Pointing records
※
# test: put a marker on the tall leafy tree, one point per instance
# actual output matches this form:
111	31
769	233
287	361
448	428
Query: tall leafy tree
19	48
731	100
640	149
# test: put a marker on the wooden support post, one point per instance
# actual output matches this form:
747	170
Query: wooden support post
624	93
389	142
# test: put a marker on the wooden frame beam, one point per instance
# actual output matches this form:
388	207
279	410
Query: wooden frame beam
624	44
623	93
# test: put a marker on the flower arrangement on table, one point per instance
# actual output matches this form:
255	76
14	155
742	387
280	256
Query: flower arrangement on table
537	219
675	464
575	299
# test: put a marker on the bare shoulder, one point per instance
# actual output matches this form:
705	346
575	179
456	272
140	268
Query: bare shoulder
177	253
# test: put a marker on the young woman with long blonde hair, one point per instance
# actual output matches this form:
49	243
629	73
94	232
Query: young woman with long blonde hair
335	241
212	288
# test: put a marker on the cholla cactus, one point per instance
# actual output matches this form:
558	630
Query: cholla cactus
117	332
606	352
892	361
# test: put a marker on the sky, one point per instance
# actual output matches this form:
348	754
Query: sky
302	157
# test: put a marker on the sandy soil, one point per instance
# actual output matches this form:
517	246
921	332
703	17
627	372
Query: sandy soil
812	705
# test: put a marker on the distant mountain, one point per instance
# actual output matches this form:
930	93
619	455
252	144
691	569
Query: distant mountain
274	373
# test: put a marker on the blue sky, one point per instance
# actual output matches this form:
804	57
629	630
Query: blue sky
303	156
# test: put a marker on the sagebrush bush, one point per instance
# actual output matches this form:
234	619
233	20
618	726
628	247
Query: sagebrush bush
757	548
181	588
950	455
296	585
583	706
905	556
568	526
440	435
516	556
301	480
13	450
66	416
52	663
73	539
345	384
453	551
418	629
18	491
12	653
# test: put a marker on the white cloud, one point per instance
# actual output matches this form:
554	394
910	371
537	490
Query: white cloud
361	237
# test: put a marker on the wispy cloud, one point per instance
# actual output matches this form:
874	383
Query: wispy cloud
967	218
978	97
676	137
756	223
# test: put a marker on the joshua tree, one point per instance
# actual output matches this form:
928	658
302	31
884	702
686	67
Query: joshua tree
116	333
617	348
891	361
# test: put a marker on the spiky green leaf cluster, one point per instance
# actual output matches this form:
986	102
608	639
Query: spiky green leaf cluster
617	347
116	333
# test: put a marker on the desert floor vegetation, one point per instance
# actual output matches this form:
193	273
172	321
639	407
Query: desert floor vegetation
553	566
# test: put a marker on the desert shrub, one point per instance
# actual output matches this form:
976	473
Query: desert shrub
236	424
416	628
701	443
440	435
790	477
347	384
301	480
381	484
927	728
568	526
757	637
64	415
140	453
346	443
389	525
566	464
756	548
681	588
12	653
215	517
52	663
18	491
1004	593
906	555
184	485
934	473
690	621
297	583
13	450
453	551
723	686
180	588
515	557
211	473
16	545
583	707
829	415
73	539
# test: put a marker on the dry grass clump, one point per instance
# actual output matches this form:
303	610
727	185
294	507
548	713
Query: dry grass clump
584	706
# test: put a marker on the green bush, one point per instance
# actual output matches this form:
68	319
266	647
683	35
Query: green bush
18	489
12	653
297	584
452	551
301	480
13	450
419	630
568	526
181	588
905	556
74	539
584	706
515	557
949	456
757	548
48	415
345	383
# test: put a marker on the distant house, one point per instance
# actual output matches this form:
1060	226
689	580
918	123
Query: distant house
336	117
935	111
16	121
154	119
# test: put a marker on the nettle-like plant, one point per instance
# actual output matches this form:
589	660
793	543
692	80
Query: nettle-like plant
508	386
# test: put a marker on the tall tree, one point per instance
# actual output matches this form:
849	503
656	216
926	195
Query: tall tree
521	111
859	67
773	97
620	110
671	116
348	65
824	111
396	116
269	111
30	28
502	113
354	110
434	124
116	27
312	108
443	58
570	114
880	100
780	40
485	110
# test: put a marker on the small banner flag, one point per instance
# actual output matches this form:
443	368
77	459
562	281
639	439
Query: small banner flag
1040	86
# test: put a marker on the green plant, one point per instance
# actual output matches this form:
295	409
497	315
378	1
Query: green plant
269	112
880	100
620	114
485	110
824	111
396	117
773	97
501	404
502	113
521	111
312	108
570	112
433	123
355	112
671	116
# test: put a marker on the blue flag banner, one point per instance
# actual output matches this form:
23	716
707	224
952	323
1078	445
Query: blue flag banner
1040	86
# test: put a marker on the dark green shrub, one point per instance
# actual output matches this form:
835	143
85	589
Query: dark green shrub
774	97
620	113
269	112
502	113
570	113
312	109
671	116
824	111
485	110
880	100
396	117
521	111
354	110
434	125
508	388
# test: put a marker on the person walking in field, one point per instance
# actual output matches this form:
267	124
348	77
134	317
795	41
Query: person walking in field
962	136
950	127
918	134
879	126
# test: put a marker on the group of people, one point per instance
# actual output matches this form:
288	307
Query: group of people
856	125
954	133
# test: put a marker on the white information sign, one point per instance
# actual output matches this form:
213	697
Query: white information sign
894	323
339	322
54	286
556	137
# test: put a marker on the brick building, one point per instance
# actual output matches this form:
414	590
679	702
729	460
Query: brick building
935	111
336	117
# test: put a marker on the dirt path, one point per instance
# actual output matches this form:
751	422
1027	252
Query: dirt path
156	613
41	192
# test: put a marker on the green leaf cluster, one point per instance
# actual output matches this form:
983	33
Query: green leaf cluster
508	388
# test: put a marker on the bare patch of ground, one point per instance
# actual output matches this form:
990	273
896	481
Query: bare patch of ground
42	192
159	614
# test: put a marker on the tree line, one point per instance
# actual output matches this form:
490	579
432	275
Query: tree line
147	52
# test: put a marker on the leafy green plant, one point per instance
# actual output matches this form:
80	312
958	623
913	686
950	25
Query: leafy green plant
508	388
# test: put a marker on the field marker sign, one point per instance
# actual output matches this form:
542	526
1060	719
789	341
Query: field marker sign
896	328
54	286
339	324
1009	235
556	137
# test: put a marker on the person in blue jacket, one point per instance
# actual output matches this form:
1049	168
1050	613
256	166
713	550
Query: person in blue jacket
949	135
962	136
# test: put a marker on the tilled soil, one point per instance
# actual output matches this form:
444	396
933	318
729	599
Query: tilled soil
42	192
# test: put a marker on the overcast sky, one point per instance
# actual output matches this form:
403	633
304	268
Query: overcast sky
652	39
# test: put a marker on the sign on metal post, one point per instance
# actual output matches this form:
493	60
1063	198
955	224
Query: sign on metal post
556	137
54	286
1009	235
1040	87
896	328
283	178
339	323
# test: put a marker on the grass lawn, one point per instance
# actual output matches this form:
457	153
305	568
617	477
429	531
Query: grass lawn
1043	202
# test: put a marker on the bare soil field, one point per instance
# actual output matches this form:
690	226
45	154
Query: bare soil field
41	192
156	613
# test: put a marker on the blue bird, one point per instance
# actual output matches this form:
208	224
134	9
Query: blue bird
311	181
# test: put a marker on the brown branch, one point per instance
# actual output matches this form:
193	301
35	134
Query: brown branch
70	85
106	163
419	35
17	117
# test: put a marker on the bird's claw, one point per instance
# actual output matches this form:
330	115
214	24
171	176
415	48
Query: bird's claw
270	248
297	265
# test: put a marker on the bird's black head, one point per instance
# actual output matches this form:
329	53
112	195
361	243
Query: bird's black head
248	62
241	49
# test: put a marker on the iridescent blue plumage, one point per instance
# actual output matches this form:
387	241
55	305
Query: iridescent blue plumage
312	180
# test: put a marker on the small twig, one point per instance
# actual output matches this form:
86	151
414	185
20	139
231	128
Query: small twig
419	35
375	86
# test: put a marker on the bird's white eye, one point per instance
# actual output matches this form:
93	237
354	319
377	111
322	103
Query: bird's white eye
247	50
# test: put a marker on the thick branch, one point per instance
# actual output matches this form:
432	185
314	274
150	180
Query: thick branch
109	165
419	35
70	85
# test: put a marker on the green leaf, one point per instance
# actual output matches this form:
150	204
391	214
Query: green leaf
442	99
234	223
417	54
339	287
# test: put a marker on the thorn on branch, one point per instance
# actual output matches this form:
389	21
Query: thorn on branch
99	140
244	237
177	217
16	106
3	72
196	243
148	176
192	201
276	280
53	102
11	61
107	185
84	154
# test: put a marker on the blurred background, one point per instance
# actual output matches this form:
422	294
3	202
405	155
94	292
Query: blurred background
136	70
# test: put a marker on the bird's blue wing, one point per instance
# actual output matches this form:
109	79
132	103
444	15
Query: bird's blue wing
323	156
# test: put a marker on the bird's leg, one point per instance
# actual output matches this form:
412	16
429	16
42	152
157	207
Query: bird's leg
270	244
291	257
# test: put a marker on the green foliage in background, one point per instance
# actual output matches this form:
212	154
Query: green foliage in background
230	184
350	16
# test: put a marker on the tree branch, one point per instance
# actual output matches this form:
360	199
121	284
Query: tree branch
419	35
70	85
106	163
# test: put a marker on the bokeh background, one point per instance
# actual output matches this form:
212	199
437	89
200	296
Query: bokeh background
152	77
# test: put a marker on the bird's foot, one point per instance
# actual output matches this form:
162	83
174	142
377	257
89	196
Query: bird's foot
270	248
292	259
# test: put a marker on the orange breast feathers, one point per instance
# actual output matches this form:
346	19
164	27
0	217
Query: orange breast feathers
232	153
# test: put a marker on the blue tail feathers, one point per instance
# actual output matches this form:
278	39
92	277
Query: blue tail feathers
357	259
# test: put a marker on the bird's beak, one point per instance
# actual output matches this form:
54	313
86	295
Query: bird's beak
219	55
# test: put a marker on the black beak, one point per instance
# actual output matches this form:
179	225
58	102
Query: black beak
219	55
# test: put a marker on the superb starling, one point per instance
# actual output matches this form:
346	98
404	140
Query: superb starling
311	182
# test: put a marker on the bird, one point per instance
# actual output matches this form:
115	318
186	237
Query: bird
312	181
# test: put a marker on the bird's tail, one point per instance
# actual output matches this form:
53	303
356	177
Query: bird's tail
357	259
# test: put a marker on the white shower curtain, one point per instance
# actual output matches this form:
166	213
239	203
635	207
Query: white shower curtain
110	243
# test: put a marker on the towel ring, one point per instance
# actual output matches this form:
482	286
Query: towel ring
※
Starting at the line that contains "# test: put a marker on the white shower" and continuing through the end of the records, write out every line again, including the requests. Scale each answer coordinate by 0.4 and round it to a whole number, with halves rounded up, but leave all other numbers unchanged.

▶ Worked answer
# test: put a marker on the white shower curtain, one point per instance
# actual output matches this form:
166	213
239	203
635	207
Query: white shower curtain
44	97
# test: put a marker on the towel ring, one point per instance
# actual output matches this form:
482	286
Query: towel ring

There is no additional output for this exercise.